The door-frames and window-frames are of metal, rounded
and impervious to draft. You are politely requested
to turn a handle at the foot of your bed before leaving
the room, and forthwith the frame turns up into a
vertical position, and the bedclothes hang airing.
You stand in the doorway and realize that there remains
not a minute’s work for any one to do.
Memories of the fetid disorder of many an earthly
bedroom after a night’s use float across your
mind.
[In America the use of the sleeping-room
as a sitting-room is more common than in England,
and the fetid disorder is far greater.]
“And you must not imagine this
dustless, spotless, sweet apartment as anything but
beautiful. Its appearance is a little unfamiliar,
of course, but all the muddle of dust-collecting hangings
and witless ornament that cover the earthly bedroom,
the valances, the curtains to check the draft from
the ill-fitting windows, the worthless irrelevant pictures,
usually a little askew, the dusty carpets, and all
the paraphernalia about the dirty black-leaded fireplace
are gone. The faintly tinted walls are framed
with just one clear colored line, as finely placed
as the member of a Greek capital; the door-handles
and the lines of the panels of the door, the two chairs,
the framework of the bed, the writing-table, have all
that exquisite finish of contour that is begotten
of sustained artistic effort. The graciously
shaped windows each frame a picture since
they are draughtless the window-seats are no mere
mockeries as are the window-seats of earth and
on the sill the sole thing to need attention in the
room is one little bowl of blue Alpine flowers.”

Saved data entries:
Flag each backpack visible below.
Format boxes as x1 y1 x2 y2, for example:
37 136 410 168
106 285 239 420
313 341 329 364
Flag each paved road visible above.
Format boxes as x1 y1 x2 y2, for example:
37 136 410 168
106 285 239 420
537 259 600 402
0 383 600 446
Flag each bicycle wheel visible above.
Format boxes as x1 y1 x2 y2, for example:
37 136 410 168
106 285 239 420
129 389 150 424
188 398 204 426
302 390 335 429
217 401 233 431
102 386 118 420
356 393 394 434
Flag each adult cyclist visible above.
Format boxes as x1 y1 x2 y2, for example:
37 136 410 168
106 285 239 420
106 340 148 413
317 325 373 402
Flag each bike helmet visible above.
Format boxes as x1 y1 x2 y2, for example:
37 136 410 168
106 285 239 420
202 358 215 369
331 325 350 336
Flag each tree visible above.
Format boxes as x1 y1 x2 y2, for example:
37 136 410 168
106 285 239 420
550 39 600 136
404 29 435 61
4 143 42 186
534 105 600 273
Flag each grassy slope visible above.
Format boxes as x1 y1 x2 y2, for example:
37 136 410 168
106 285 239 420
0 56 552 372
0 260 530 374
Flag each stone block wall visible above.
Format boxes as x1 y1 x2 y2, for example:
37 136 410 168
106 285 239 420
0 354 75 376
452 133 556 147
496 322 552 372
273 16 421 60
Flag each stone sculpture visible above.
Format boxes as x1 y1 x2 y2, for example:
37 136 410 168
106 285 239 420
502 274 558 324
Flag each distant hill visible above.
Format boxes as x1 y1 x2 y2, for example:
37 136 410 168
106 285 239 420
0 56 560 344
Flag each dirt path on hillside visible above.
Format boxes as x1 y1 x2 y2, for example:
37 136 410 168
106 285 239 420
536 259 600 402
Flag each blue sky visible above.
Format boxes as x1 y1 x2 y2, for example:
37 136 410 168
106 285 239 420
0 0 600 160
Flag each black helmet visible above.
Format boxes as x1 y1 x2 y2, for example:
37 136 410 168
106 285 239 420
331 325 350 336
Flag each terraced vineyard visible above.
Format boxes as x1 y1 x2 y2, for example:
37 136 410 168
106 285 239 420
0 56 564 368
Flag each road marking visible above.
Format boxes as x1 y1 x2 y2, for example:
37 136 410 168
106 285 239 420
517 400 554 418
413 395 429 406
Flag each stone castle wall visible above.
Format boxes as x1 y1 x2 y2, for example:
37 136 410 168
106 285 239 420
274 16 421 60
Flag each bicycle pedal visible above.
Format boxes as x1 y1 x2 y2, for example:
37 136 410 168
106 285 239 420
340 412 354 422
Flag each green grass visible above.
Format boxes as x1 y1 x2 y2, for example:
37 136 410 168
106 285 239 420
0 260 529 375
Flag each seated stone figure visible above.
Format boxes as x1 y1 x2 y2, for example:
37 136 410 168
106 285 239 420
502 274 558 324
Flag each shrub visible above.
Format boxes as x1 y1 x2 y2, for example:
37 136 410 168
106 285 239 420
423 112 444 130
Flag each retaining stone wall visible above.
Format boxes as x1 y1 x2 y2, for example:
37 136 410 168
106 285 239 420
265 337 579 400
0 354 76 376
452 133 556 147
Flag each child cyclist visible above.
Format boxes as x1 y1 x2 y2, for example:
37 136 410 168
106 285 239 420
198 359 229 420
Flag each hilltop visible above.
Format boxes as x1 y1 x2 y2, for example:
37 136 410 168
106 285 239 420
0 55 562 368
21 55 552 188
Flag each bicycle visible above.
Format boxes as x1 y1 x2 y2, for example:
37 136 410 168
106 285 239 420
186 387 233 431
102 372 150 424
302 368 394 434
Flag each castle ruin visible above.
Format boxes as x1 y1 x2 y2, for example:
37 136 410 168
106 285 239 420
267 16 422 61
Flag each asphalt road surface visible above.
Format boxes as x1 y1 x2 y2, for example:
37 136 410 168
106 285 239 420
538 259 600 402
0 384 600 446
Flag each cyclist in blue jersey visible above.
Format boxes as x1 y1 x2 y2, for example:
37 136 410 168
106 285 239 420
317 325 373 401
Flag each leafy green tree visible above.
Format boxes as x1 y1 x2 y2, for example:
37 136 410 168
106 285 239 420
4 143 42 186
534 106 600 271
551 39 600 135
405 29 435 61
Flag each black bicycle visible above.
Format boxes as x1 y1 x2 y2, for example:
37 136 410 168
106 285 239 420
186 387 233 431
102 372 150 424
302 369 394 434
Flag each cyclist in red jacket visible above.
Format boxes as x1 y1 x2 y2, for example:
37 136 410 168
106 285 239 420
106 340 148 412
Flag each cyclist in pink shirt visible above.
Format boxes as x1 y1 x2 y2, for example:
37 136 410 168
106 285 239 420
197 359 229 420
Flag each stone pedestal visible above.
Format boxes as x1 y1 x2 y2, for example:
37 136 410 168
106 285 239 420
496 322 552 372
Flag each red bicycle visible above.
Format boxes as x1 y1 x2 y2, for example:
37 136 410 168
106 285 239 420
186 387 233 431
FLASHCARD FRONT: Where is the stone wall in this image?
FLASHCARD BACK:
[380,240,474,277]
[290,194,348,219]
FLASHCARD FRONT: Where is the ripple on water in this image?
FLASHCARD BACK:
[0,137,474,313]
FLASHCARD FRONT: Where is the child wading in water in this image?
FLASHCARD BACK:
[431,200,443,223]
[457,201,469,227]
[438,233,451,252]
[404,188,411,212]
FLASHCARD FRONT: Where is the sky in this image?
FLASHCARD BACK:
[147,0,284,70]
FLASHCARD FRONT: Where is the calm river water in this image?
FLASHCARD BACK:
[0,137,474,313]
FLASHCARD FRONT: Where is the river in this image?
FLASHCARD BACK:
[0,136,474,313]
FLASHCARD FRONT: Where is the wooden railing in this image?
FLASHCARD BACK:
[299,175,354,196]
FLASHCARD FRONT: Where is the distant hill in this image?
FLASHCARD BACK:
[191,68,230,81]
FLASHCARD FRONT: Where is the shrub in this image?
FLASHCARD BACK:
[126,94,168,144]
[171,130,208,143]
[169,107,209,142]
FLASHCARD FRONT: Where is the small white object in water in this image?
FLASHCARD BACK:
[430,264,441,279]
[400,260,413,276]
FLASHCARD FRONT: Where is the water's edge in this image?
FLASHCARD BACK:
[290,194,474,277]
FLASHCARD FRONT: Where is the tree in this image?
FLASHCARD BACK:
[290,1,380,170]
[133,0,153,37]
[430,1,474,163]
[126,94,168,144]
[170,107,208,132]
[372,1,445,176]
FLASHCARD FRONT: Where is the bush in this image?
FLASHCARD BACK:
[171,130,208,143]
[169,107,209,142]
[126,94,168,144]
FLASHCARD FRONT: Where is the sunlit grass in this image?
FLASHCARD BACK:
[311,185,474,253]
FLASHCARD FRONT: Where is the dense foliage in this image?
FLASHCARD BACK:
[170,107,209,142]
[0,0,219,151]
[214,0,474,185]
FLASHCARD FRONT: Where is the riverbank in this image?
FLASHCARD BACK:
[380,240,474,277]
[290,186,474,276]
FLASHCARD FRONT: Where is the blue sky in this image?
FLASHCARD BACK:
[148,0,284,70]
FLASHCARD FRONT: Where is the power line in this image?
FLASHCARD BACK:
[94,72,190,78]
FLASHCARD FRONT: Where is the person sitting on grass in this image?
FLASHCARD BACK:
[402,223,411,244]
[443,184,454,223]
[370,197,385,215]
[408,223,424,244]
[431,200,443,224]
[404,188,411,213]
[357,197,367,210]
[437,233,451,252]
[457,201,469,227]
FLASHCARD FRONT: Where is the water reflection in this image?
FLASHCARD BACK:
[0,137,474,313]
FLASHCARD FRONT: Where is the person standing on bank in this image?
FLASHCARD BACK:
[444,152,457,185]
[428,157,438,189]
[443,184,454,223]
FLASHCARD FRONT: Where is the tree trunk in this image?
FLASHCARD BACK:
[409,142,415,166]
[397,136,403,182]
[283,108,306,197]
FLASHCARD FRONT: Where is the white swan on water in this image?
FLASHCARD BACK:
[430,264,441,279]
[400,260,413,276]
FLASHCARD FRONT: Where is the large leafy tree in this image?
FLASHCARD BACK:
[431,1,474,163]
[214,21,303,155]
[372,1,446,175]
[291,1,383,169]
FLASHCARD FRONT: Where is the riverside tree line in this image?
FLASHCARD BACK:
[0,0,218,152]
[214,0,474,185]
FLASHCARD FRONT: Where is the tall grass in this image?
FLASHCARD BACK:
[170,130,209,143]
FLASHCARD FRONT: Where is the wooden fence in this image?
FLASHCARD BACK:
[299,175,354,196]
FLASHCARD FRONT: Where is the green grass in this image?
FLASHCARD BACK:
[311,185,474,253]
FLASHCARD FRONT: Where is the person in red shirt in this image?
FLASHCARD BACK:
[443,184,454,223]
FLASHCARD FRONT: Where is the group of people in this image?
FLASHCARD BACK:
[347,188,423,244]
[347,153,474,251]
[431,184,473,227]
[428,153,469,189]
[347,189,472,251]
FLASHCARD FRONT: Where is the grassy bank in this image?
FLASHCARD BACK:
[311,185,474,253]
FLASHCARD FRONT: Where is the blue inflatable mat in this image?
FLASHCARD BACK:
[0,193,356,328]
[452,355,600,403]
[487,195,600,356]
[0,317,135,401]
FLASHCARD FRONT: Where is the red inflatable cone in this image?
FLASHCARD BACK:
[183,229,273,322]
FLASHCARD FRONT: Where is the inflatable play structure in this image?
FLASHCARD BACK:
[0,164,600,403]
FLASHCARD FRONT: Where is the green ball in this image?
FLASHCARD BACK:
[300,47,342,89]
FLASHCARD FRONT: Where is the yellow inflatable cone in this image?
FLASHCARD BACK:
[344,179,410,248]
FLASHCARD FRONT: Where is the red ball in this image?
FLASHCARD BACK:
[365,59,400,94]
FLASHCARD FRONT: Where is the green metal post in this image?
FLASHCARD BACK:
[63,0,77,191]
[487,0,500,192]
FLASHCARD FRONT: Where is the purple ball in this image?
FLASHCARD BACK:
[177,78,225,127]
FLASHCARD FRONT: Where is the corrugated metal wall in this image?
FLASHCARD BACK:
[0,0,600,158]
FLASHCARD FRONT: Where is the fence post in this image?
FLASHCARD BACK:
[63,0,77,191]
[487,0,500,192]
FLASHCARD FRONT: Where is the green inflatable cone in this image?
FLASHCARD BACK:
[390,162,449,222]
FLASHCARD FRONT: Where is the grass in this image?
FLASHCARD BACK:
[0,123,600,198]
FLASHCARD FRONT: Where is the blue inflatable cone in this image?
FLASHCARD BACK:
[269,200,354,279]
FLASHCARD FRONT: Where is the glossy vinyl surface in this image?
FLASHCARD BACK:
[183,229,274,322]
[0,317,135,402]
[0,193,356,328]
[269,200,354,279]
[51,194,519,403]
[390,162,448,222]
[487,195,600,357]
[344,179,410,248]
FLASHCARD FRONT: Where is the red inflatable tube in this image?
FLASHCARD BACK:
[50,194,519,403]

Exercise brief: Carry on the passage about the spotless, dustless bedroom from where it stops. You can ignore the records.

Reply:
The true office of the house is not
only to be useful, but to be aesthetically a background
for the dwellers therein, subordinate to them, not
obtrusive. In most of our modern building and
furnishing the people are relegated to the background
as insignificant figures. This is largely why
the home feeling is absent, why children do not form
an affection for the rooms they live in.
Let there be nothing in the room because
some other person has it; this shows poverty of ideas.
Let there be nothing in the room which does not satisfy
some need, spiritual or physical, of some member of
the family. How bare our rooms would become!
Let the skeptical reader try an experiment. Take
everything out of a given room, then bring back one
by one the things one feels essential not merely because
it fills space but for the presence of which some
one can give a good and sufficient reason. It
will mean a trial of a few days, because it is not
easy to separate habit from need. A table has
stood in a certain spot: that is no reason
in itself why it should continue to stand there unless
it supplies a need.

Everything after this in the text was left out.